Text block:

Hmmm, that's correct.

> 
> OUT params suck, but I don't see a better option than having the return value be
> 0/-errno, with "pfn_t *pfn" for the resolved pfn.
> 
> > +}
> > +
> > +static inline void kvm_memfile_put_pfn(struct kvm_memory_slot *slot,
> > +				       kvm_pfn_t pfn)
> > +{
> > +	slot->pfn_ops->put_unlock_pfn(pfn);
> > +}
> > +
> > +#else
> > +static inline long kvm_memfile_get_pfn(struct kvm_memory_slot *slot, gfn_t gfn,
> > +				       int *order)
> > +{
> 
> This should be a WARN_ON() as its usage should be guarded by a KVM_PRIVATE_MEM
> check, and private memslots should be disallowed in this case.
> 
> Alternatively, it might be a good idea to #ifdef these out entirely and not provide
> stubs.  That'd likely require a stub or two in arch code, but overall it might be
> less painful in the long run, e.g. would force us to more carefully consider the
> touch points for private memory.  Definitely not a requirement, just an idea.

Make sense, let me try.

Thanks,
Chao
Chao Peng April 28, 2022, 12:37 p.m. UTC | #3
On Mon, Mar 28, 2022 at 11:56:06PM +0000, Sean Christopherson wrote:
> On Thu, Mar 10, 2022, Chao Peng wrote:
> > @@ -2217,4 +2220,34 @@ static inline void kvm_handle_signal_exit(struct kvm_vcpu *vcpu)
> >  /* Max number of entries allowed for each kvm dirty ring */
> >  #define  KVM_DIRTY_RING_MAX_ENTRIES  65536
> >  
> > +#ifdef CONFIG_MEMFILE_NOTIFIER
> > +static inline long kvm_memfile_get_pfn(struct kvm_memory_slot *slot, gfn_t gfn,
> > +				       int *order)
> > +{
> > +	pgoff_t index = gfn - slot->base_gfn +
> > +			(slot->private_offset >> PAGE_SHIFT);
> 
> This is broken for 32-bit kernels, where gfn_t is a 64-bit value but pgoff_t is a
> 32-bit value.  There's no reason to support this for 32-bit kernels, so...
> 
> The easiest fix, and likely most maintainable for other code too, would be to
> add a dedicated CONFIG for private memory, and then have KVM check that for all
> the memfile stuff.  x86 can then select it only for 64-bit kernels, and in turn
> select MEMFILE_NOTIFIER iff private memory is supported.

Task list:
(A) Translate this sentence from the KVM private-memory thread into Spanish: "This is broken for 32-bit kernels, where gfn_t is a 64-bit value but pgoff_t is a 32-bit value."
(B) In the KVM private-memory thread, what check does the reviewer say should guard the usage of the stub kvm_memfile_get_pfn?
(C) Extend the KVM private-memory thread past its final line.

Material provided:
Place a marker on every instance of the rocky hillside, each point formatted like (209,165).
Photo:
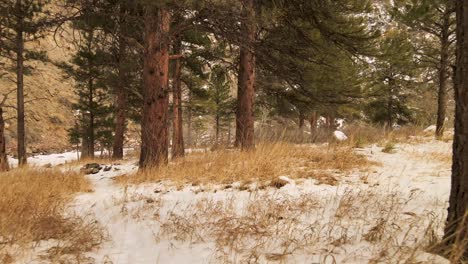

Written answers:
(A) Esto no funciona en los kernels de 32 bits, donde gfn_t es un valor de 64 bits pero pgoff_t es un valor de 32 bits.

(B) A KVM_PRIVATE_MEM check.

(C)
> 
> diff --git a/arch/x86/kvm/Kconfig b/arch/x86/kvm/Kconfig
> index ca7b2a6a452a..ee9c8c155300 100644
> --- a/arch/x86/kvm/Kconfig
> +++ b/arch/x86/kvm/Kconfig
> @@ -48,7 +48,9 @@ config KVM
>         select SRCU
>         select INTERVAL_TREE
>         select HAVE_KVM_PM_NOTIFIER if PM
> -       select MEMFILE_NOTIFIER
> +       select HAVE_KVM_PRIVATE_MEM if X86_64
> +       select MEMFILE_NOTIFIER if HAVE_KVM_PRIVATE_MEM
> +
>         help
>           Support hosting fully virtualized guest machines using hardware
>           virtualization extensions.  You will need a fairly recent
> 
> And in addition to replacing checks on CONFIG_MEMFILE_NOTIFIER, the probing of
> whether or not KVM_MEM_PRIVATE is allowed can be:
> 
> @@ -1499,23 +1499,19 @@ static void kvm_replace_memslot(struct kvm *kvm,
>         }
>  }
> 
> -bool __weak kvm_arch_private_memory_supported(struct kvm *kvm)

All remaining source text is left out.